◆ Problem details: Scale the lines below by reproducing every one of them from the first through the line that contains "point(156, 6)", with each answer coordinate multiplied by 2.05 and rounded to a whole number (halves round up). Leave the sample coordinates unchanged, and omit the pictures.

Start The data

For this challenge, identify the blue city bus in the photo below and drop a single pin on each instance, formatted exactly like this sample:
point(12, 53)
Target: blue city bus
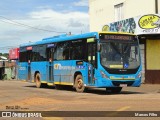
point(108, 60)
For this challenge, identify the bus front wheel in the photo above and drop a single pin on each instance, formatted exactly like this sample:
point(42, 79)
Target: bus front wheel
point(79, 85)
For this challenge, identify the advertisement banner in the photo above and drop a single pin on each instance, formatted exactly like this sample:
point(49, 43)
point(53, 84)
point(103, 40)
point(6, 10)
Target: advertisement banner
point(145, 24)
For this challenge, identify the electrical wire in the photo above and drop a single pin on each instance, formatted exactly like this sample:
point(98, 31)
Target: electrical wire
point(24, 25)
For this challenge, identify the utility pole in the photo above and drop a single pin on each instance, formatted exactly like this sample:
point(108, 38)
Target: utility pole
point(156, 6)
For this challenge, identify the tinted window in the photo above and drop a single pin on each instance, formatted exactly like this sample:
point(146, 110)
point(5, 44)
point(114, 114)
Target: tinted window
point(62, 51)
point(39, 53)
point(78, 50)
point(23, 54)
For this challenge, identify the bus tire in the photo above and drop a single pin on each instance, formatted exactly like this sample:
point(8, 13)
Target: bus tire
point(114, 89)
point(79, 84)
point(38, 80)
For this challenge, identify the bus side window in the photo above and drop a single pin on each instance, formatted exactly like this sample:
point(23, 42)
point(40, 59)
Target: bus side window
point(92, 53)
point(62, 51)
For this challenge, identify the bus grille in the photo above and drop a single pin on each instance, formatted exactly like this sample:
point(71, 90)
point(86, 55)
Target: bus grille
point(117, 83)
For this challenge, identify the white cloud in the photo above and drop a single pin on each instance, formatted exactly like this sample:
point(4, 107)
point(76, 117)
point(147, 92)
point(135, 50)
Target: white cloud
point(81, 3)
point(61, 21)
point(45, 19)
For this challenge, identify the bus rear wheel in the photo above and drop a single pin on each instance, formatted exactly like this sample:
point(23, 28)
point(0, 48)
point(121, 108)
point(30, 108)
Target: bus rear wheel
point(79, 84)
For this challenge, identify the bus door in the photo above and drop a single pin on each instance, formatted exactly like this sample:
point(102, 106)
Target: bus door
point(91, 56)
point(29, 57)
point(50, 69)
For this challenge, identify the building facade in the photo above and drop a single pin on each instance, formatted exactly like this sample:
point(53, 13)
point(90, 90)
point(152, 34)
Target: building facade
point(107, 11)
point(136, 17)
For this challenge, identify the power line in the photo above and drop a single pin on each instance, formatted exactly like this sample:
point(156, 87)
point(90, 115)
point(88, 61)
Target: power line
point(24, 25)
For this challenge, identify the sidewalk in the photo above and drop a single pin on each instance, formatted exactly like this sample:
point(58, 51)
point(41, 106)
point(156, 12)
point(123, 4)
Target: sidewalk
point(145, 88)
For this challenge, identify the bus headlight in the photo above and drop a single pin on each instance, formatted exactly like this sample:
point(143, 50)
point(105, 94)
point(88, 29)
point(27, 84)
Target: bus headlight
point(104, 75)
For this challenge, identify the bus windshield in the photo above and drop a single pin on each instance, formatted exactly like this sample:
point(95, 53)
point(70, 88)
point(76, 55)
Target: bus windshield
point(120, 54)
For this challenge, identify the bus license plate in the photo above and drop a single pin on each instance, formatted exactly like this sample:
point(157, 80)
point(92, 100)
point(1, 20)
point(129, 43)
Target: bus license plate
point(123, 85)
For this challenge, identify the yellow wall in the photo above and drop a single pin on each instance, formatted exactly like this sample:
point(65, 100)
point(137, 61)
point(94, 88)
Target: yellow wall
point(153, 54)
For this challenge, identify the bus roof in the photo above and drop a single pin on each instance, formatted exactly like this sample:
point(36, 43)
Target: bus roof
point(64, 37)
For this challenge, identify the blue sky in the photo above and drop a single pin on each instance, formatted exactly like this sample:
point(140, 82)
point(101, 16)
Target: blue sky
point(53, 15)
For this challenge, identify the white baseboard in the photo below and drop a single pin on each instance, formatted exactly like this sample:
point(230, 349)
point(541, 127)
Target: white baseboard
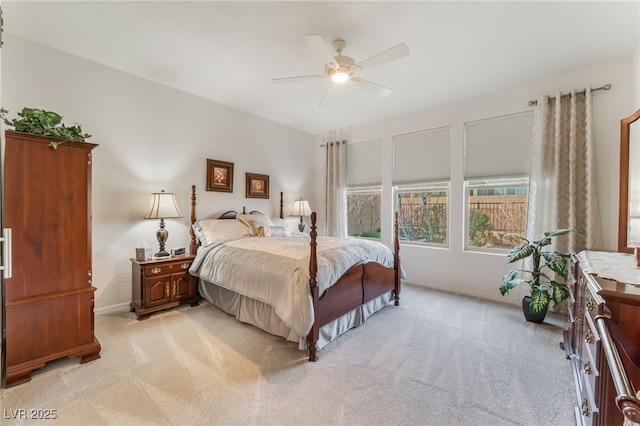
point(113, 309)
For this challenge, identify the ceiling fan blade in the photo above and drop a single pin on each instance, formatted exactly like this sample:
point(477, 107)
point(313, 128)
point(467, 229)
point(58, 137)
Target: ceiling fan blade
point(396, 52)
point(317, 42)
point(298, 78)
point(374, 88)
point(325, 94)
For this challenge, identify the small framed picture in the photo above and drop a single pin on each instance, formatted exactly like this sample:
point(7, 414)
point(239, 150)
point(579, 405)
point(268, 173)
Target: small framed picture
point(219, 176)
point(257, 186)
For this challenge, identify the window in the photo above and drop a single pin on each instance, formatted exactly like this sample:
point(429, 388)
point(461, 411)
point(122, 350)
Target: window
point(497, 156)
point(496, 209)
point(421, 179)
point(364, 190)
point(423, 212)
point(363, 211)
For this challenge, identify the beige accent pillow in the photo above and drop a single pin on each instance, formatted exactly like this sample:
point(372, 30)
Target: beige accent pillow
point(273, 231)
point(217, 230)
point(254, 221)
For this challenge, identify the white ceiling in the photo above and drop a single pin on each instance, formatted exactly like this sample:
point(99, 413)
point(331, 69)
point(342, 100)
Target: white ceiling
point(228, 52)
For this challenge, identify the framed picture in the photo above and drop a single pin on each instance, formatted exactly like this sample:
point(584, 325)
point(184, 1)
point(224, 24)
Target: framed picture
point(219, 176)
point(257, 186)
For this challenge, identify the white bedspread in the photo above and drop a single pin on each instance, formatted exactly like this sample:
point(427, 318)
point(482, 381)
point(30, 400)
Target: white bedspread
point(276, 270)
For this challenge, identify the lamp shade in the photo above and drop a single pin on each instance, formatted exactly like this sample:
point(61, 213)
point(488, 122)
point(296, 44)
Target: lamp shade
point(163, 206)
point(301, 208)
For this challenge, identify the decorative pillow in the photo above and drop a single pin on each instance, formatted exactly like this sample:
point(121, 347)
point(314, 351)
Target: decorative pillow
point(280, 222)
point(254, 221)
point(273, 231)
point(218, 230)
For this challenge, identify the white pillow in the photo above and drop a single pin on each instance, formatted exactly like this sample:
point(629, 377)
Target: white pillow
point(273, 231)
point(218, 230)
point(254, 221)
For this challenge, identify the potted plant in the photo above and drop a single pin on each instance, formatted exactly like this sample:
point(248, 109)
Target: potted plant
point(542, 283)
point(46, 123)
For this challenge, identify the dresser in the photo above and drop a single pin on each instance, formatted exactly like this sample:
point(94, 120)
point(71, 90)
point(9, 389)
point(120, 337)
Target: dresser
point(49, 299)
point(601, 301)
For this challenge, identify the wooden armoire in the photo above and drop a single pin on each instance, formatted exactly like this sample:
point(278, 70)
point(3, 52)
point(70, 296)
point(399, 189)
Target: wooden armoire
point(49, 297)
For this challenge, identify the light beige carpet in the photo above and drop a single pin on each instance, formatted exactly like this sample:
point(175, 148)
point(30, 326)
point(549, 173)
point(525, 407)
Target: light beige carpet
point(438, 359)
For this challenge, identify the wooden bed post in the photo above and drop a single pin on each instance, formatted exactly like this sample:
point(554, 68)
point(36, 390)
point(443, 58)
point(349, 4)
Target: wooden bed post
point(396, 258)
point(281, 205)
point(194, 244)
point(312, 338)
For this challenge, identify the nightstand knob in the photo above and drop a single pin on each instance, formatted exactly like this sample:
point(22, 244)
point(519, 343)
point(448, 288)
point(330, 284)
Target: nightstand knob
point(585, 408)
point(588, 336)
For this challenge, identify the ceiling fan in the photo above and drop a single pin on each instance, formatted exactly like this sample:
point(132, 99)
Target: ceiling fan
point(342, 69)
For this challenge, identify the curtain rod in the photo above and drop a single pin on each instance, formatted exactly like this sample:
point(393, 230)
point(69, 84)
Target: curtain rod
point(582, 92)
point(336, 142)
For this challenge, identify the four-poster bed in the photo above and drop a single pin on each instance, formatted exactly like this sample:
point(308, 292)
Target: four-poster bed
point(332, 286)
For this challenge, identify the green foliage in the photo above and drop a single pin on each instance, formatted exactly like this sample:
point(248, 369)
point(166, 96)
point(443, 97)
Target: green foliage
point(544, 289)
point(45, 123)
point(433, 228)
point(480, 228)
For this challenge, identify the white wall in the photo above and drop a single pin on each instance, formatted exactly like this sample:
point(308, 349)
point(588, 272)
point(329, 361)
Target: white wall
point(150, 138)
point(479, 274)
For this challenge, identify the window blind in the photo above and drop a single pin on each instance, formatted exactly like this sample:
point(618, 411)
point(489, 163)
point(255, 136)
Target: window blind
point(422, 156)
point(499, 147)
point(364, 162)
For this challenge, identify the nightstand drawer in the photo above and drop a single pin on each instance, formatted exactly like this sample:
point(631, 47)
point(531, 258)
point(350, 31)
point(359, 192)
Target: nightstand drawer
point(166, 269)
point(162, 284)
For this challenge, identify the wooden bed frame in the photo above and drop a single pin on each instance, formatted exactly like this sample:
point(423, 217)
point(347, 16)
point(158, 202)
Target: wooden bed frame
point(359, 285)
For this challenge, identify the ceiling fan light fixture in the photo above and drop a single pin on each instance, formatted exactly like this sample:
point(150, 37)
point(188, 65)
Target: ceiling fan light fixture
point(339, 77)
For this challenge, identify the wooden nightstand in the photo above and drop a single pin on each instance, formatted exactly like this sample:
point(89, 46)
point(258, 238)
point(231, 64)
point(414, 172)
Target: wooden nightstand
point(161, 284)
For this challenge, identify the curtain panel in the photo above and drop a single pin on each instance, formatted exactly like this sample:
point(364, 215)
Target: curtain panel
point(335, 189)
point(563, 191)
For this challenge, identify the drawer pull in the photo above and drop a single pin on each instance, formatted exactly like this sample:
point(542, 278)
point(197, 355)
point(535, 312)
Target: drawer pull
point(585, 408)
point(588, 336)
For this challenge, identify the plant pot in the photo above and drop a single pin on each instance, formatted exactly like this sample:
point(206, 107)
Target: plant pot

End The data

◆ Complete response:
For this challenge, identify the blue city bus in the photo below and drop a single pin on each instance, formatted exactly like this sample:
point(12, 53)
Target: blue city bus
point(221, 123)
For this challenge, identify the bus front wheel in the photo above and drop a single pin on each instance, formatted exactly like this sample:
point(42, 79)
Target: bus front wheel
point(162, 174)
For this challenge, identify the advertisement banner in the photo above and drop a single pin on each instance, formatted exactly like this sample:
point(49, 43)
point(53, 84)
point(103, 40)
point(6, 10)
Target: advertisement banner
point(297, 49)
For this challenge, identify the electrical wire in the photo above and drop a single pin on each instance, formatted exactly like this sample:
point(98, 31)
Target: electrical wire
point(49, 51)
For this challenge, identify the utility pole in the photo above and drop a single pin on each instance, formatted exactly like this sample:
point(108, 38)
Target: utility pole
point(320, 12)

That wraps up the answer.